■ **What is needed**:
Could you set down exactly the lines in the records below between the line holding "[ ] a keypoint on each instance of the green tree" and the line holding "[ ] a keypoint on each instance of the cloudy", inclusive?

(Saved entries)
»»

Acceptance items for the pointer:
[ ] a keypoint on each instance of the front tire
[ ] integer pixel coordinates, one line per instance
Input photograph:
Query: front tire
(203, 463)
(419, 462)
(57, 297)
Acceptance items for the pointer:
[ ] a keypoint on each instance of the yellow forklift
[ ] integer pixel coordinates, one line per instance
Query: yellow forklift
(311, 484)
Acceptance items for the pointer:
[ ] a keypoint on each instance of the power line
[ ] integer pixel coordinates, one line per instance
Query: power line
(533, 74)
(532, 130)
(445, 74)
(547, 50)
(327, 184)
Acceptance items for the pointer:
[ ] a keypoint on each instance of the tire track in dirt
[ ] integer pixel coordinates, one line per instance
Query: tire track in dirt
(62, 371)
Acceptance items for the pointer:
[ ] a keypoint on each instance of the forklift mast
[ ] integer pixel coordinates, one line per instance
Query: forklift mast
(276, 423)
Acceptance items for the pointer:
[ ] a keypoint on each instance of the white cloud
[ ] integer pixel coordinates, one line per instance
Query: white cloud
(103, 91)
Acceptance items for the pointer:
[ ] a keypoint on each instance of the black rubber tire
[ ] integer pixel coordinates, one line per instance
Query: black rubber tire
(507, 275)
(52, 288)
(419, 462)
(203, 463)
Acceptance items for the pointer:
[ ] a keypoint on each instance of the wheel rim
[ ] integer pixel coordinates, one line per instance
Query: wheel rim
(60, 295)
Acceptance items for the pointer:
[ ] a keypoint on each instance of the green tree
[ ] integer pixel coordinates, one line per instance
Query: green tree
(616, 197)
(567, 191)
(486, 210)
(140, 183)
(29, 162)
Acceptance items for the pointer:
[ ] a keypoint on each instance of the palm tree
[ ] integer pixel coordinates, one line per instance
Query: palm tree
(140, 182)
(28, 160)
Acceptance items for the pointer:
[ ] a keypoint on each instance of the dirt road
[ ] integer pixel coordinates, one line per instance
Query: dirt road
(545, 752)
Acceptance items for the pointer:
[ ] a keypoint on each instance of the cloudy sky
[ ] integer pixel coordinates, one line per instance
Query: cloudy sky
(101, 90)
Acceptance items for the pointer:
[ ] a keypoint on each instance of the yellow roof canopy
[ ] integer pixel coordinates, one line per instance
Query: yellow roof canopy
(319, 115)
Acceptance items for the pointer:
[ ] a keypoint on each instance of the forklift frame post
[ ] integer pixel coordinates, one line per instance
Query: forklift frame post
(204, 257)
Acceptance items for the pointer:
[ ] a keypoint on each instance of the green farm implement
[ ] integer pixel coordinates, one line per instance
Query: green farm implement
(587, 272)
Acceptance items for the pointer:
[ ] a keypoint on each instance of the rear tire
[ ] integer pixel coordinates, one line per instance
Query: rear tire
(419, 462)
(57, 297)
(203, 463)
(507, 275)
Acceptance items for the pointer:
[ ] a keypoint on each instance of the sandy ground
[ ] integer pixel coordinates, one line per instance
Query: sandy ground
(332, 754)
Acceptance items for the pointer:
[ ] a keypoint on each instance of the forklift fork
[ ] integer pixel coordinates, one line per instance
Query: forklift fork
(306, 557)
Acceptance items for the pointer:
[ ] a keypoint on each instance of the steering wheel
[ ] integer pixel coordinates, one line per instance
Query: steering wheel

««

■ **Solution**:
[ ] a keypoint on each instance of the green tree
[ ] integer pixel coordinates, one line per instance
Query: green tree
(616, 197)
(567, 191)
(486, 210)
(140, 183)
(29, 162)
Acceptance items for the pointer:
[ ] a keypoint on each instance of the palm tree
[ ] integer pixel coordinates, one line per instance
Query: palm tree
(140, 182)
(28, 160)
Acceptance items for the pointer:
[ ] a keypoint on each instance of the dirt road
[ ] integer pixel coordinates, one line per instance
Query: dirt road
(545, 752)
Acceptance items for the pointer:
[ ] a keypoint on each instance of the cloudy sky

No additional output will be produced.